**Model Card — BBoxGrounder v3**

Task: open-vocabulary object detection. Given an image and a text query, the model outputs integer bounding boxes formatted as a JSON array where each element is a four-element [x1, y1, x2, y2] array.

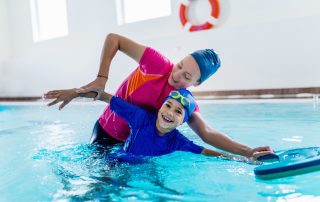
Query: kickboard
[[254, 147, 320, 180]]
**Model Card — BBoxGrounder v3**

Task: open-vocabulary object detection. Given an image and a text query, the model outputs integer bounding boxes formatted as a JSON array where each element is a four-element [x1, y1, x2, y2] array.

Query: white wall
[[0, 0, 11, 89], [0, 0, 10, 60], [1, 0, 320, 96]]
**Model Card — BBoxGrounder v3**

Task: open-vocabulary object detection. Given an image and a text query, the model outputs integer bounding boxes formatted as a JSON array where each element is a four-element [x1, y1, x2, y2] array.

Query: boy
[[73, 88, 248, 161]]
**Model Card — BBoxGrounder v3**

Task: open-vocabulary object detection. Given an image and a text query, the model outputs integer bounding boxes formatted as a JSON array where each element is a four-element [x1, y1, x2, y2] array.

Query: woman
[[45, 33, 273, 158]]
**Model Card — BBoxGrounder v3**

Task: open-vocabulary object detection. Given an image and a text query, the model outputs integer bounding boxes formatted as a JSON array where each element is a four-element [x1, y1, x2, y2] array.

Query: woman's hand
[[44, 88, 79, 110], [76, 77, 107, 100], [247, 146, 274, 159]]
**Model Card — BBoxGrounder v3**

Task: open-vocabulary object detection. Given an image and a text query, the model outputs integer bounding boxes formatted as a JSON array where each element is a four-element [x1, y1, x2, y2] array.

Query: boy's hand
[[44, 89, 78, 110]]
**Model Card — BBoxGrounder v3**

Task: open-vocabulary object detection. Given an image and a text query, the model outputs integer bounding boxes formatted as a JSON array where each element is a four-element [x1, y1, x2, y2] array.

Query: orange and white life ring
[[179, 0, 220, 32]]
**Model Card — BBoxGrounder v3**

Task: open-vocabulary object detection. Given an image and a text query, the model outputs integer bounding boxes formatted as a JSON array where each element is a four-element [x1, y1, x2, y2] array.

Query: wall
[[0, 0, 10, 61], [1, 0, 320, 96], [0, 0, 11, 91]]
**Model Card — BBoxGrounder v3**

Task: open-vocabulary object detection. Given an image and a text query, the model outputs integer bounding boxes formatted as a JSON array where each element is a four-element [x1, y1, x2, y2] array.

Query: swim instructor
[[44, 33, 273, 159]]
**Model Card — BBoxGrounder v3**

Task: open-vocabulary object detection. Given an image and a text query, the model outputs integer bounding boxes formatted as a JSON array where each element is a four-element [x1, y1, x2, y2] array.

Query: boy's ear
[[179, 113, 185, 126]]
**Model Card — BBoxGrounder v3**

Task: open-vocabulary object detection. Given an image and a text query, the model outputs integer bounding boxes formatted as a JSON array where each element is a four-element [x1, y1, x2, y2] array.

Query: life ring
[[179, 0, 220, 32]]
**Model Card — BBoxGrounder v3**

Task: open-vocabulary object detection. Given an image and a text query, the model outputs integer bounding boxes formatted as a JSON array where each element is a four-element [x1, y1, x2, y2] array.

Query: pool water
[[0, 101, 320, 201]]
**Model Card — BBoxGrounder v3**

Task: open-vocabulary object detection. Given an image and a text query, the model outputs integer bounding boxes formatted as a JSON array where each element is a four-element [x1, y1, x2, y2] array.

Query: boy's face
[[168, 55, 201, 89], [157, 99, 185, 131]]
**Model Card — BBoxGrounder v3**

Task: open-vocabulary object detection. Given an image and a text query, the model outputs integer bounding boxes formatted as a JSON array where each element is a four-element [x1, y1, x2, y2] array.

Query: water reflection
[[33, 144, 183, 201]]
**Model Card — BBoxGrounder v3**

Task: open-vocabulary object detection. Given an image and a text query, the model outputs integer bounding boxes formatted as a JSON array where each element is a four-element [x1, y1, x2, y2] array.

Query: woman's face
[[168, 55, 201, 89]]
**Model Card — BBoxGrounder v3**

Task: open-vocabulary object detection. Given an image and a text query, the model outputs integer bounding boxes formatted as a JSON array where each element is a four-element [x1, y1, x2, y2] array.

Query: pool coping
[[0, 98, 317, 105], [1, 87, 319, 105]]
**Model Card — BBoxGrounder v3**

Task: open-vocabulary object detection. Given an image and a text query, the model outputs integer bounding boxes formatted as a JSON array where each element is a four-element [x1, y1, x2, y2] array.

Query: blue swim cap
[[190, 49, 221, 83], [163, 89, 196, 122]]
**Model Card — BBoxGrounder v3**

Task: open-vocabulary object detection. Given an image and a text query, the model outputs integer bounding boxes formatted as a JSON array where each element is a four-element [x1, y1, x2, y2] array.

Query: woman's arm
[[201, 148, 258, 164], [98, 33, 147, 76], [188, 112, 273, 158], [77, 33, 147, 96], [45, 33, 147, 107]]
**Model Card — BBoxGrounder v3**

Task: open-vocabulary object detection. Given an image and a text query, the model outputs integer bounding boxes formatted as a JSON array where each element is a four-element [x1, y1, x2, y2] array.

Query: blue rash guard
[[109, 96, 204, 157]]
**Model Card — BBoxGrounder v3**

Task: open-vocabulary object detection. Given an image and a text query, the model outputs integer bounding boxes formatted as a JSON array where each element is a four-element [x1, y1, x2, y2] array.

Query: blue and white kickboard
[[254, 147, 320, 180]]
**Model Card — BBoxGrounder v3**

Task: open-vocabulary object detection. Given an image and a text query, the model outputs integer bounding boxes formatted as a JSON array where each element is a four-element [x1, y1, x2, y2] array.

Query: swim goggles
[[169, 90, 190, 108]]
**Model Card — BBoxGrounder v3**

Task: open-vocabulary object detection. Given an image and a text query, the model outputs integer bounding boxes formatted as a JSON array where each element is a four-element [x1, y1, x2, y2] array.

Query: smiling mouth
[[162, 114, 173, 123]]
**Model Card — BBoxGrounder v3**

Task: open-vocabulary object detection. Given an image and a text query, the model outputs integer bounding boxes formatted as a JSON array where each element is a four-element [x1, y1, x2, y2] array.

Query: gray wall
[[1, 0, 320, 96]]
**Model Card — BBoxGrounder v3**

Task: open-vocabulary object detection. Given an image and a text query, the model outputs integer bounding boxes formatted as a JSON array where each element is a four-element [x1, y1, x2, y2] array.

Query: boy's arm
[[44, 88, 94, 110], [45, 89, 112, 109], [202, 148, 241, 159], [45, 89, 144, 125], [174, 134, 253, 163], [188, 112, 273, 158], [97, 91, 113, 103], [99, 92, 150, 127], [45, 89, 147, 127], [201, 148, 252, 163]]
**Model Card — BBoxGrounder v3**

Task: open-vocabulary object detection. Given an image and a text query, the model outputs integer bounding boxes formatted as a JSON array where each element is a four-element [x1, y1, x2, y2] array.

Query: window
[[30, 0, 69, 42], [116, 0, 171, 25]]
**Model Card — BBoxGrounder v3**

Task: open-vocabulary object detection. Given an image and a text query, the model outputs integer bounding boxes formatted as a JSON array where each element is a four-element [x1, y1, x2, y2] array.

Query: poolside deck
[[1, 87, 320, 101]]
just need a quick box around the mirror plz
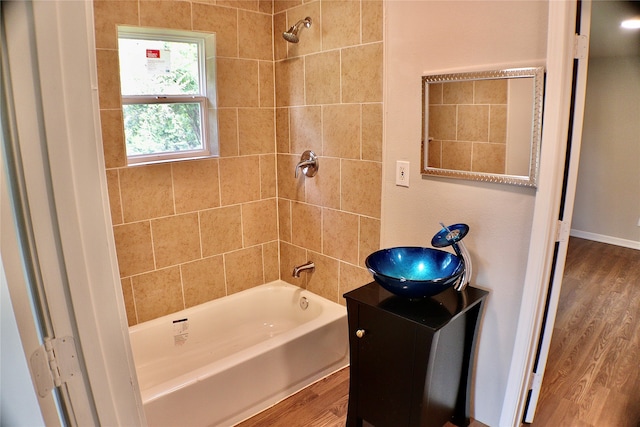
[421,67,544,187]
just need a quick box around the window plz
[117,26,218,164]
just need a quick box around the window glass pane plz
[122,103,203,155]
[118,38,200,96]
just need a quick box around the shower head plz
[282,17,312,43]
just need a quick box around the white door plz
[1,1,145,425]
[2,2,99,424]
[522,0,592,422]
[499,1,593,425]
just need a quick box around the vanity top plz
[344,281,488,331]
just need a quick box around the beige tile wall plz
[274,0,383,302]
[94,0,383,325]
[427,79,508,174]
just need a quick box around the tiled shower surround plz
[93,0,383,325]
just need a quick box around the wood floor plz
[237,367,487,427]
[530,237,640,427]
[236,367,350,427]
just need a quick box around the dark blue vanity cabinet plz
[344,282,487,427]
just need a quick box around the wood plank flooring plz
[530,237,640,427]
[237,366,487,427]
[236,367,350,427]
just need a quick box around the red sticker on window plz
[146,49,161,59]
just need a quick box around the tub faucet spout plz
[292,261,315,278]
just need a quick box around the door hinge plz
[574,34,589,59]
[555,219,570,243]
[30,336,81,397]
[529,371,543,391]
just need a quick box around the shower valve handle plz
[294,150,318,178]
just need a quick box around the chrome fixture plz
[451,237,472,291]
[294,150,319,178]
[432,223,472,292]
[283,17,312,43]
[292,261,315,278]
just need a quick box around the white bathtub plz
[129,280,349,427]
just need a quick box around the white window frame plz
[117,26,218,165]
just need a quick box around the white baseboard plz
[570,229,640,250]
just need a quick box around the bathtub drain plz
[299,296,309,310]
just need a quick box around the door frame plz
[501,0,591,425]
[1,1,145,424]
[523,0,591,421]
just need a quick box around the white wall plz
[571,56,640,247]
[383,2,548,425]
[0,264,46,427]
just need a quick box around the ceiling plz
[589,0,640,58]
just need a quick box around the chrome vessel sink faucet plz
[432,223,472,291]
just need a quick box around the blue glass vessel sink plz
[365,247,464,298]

### TASK
Every line from the one holding "just need a quick box around the tub" through the last line of the listing above should be set down exactly, and nothing more.

### REPLY
just need a quick box around the tub faucet spout plz
[292,261,315,278]
just need a quick box around the door hinge plz
[574,34,589,59]
[555,219,570,243]
[30,336,81,397]
[529,371,543,391]
just need a quick box around the shower valve handle plz
[294,150,318,178]
just need a quick box around the chrome fixture plz
[451,237,472,291]
[294,150,319,178]
[432,223,472,292]
[283,17,312,43]
[292,261,315,278]
just need a quick box around the white bathtub plz
[129,280,349,427]
just need a quick box around the white window frame plz
[117,26,218,165]
just need a quick box around the white baseboard plz
[570,229,640,250]
just need a quick box around the bathtub drain plz
[299,296,309,310]
just need a quick box around the door frame plz
[501,0,591,425]
[1,1,145,424]
[523,0,591,421]
just need a quick box around the white wall plz
[571,56,640,247]
[383,2,548,425]
[0,264,46,427]
just need a quick box around the ceiling plz
[589,0,640,58]
just need a quick box around the chrome vessel sink faucet plz
[432,223,472,291]
just need a quick box around the blue glass vessel sink plz
[365,247,464,298]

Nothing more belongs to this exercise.